[Dataset entries]

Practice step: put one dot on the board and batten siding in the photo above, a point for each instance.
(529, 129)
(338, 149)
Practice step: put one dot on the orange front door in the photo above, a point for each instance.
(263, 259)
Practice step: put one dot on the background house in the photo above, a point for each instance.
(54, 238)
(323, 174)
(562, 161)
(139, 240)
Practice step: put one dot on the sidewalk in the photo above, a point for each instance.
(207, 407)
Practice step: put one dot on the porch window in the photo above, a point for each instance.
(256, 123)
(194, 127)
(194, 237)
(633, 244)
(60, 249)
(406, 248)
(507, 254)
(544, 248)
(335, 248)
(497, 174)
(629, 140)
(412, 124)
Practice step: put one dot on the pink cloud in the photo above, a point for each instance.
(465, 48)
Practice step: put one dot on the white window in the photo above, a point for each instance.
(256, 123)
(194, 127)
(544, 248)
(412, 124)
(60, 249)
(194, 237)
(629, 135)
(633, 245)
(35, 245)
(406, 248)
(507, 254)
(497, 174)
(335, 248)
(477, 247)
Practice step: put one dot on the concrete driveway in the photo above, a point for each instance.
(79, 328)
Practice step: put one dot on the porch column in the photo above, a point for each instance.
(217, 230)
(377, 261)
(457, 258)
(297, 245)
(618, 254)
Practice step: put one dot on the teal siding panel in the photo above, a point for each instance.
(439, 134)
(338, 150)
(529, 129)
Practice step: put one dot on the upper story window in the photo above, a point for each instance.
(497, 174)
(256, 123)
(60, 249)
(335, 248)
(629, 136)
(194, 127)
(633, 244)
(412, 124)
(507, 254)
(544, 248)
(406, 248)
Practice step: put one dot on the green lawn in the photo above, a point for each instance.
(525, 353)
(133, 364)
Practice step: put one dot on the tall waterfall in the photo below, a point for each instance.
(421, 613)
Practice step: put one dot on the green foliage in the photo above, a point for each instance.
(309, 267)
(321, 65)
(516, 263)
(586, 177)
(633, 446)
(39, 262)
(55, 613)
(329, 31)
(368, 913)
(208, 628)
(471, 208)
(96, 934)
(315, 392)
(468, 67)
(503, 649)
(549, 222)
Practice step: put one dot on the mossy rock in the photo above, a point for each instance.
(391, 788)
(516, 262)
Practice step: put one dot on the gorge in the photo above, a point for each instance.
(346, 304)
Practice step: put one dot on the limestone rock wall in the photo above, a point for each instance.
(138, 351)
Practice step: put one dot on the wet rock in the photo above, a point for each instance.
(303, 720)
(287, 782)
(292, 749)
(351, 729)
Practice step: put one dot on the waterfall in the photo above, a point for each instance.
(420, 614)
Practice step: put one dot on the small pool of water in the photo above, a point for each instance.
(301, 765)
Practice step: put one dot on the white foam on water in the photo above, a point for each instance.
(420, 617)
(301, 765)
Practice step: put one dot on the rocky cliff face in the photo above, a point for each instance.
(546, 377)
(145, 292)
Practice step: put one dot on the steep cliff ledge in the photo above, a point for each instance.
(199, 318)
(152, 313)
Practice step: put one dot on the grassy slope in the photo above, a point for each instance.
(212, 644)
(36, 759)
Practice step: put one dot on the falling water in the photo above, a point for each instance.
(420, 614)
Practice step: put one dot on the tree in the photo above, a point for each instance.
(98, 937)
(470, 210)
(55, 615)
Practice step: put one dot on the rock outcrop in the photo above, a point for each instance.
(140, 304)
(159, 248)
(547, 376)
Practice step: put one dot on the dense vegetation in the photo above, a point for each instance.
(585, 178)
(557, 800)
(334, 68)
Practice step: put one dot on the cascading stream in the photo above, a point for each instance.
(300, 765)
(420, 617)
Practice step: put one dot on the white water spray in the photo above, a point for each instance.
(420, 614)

__Task instructions__.
Every line of the data above belongs in the answer, unchanged.

__Task response__.
Practice step: put one dot on the board and batten siding in the photo above, a point for each instance.
(529, 129)
(338, 149)
Practice step: put one dot on the orange front door in the photo above, a point for each instance.
(263, 259)
Practice step: put one dot on the background house in the photo above, a point for each instance.
(54, 238)
(323, 174)
(562, 161)
(139, 240)
Practice step: put one dot on the sidewalk in the photo above, a point for each instance.
(207, 407)
Practice step: put one dot on the porch window in the photo above, a point for each instance.
(256, 123)
(194, 127)
(194, 237)
(633, 244)
(60, 249)
(406, 248)
(507, 254)
(544, 248)
(335, 248)
(497, 174)
(629, 140)
(412, 124)
Practice step: put one dot on the pink cloud in the photo above, a point for each instance.
(465, 48)
Practice step: put one dot on the white window in the photo above, a point for each instance.
(256, 123)
(194, 127)
(544, 248)
(412, 124)
(60, 249)
(194, 237)
(629, 135)
(633, 245)
(35, 245)
(406, 248)
(507, 254)
(497, 174)
(335, 248)
(477, 247)
Practice step: put one dot on the concrete driveway in the photo above, a point for each instance.
(79, 328)
Practice step: put one dot on the porch column in the photo above, a point for each instance.
(217, 230)
(377, 261)
(457, 258)
(297, 245)
(618, 254)
Practice step: put one dot on the teal siding panel in the photo above, a point for each instance.
(439, 134)
(338, 150)
(529, 129)
Practice step: put one dot on the upper story window in the photo above, a point for each instance.
(497, 174)
(256, 123)
(60, 249)
(335, 248)
(629, 136)
(194, 127)
(633, 244)
(412, 124)
(507, 254)
(544, 248)
(406, 248)
Practice step: put one dot on the green lawn in the photo above, a point for each instance.
(525, 353)
(133, 364)
Practice step: put one dot on the tall waterfall in the photo below, a point for each instance.
(421, 613)
Practice step: put one dot on the green foliage in the photo above, a point for each instance.
(309, 267)
(321, 65)
(516, 263)
(586, 177)
(633, 446)
(39, 262)
(55, 613)
(329, 31)
(368, 913)
(208, 628)
(471, 208)
(96, 934)
(315, 392)
(468, 67)
(503, 649)
(549, 222)
Practice step: put one dot on the mossy rock in the photo above, a point for each instance.
(391, 788)
(516, 262)
Practice step: put one dot on the gorge in the photo above, a point for each instance.
(346, 304)
Practice step: put one dot on the limestone rock wall in the photo above, a point for each instance.
(138, 351)
Practice step: put one dot on the wet rock in the photo above, a point for each instance.
(303, 720)
(287, 782)
(292, 749)
(351, 729)
Practice step: put one dot on the waterfall in the photo above, a point for each instance.
(420, 614)
Practice step: put one dot on the small pool of water in the photo above, a point for each instance.
(301, 765)
Practice step: put one dot on the white foam on water in the photo above, a point for each instance.
(420, 617)
(301, 765)
Practice step: put one dot on the rocky cliff face in the photo above, a point for each instance.
(546, 377)
(145, 292)
Practice step: put one dot on the steep cliff ledge in the photo above, a point for each instance.
(199, 318)
(152, 313)
Practice step: put one dot on the grassy slope in the photo above, a point for each instance.
(212, 644)
(36, 759)
Practice step: put one dot on the falling water in the photo above, a point for each instance.
(420, 614)
Practice step: put one dot on the tree in the photo above, a point for each instance.
(98, 937)
(470, 210)
(55, 615)
Practice step: put one dot on the rock outcrop in the photo above, a point for each instance.
(140, 304)
(159, 248)
(547, 376)
Practice step: put one dot on the dense vegetation in the photo above, a point for each instance.
(585, 178)
(557, 800)
(334, 68)
Practice step: put one dot on the cascading stream in the photo above, a point for each instance.
(300, 765)
(420, 617)
Practice step: put one dot on the white water spray in the photo above, a point for each instance.
(420, 614)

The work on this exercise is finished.